Work to complete: Copy out the rows below word for word, starting at the line that contains "In this picture, where can the santa hat" and ending with the last line of the rows.

[Begin Information supplied]

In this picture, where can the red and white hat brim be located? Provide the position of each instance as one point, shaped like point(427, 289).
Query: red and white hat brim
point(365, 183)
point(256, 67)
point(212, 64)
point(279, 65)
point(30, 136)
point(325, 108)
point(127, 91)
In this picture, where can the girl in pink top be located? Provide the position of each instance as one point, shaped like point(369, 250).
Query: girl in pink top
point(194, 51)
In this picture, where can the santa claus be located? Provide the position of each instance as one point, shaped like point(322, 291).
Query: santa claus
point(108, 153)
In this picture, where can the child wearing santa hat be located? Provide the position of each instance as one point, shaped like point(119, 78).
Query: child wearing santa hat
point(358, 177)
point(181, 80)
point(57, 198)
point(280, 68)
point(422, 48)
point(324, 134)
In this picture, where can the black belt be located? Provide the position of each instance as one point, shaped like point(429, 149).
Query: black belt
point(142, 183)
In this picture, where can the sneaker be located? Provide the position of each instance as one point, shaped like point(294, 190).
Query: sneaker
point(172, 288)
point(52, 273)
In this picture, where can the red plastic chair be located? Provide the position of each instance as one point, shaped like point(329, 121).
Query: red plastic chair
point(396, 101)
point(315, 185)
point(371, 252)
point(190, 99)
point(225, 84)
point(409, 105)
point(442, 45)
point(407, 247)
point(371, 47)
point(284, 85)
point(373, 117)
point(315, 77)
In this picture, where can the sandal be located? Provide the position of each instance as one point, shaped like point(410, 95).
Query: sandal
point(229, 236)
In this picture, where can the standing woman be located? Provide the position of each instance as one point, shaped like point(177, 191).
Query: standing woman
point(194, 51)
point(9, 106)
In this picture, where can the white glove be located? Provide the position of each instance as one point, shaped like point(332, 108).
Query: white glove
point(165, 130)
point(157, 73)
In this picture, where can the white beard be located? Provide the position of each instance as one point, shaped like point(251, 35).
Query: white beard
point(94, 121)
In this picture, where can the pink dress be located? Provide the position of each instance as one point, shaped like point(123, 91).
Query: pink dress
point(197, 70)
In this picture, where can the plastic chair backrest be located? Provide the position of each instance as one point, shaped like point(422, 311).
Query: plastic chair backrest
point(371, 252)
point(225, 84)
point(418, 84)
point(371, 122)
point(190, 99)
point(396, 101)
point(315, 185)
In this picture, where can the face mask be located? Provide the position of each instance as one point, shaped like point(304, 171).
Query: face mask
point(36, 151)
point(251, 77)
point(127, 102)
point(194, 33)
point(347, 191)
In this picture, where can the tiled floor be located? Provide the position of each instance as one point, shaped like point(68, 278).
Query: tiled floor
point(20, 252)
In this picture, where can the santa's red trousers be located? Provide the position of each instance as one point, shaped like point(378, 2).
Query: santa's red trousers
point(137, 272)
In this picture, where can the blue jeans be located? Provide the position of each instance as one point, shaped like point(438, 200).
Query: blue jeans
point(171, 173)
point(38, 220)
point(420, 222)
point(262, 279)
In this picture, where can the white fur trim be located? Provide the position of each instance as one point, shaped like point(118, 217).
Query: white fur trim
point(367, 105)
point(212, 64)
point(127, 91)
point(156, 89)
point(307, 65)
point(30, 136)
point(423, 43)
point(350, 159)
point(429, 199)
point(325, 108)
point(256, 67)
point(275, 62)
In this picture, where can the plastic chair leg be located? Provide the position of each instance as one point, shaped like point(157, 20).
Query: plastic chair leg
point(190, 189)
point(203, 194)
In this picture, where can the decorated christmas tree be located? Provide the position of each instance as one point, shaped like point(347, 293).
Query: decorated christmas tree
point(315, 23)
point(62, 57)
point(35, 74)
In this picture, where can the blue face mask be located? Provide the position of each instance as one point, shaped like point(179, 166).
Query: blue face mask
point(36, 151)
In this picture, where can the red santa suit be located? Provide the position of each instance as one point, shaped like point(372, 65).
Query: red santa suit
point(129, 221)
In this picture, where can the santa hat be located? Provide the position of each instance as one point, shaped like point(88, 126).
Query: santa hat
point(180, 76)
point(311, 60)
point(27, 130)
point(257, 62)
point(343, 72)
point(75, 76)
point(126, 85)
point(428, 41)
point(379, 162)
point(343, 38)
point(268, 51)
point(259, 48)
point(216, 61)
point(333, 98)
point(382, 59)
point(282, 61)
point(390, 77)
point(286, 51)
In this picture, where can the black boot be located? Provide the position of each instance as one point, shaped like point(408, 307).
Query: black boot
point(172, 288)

[End Information supplied]

Answer to this exercise:
In this picture, where can the santa hat be located? Provide the position of each instance as one point, shaped like point(88, 126).
Query: santa hat
point(180, 76)
point(311, 60)
point(27, 130)
point(257, 62)
point(343, 72)
point(75, 76)
point(126, 85)
point(428, 41)
point(379, 162)
point(343, 38)
point(268, 51)
point(259, 48)
point(216, 61)
point(333, 98)
point(382, 59)
point(282, 61)
point(390, 77)
point(286, 51)
In this picture, where can the black boot be located? Provide the position of each instance as one point, shaped like point(408, 307).
Query: black boot
point(172, 288)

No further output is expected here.